_Exercise:_
Copy each entry exactly, leaving nothing out.

_Provided information:_
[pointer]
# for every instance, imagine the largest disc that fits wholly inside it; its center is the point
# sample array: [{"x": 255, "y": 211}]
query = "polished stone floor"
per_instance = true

_Answer to this problem:_
[pointer]
# for every instance, imagine the largest disc that fits wholly inside it; its center is the point
# sample array: [{"x": 255, "y": 211}]
query = "polished stone floor"
per_instance = true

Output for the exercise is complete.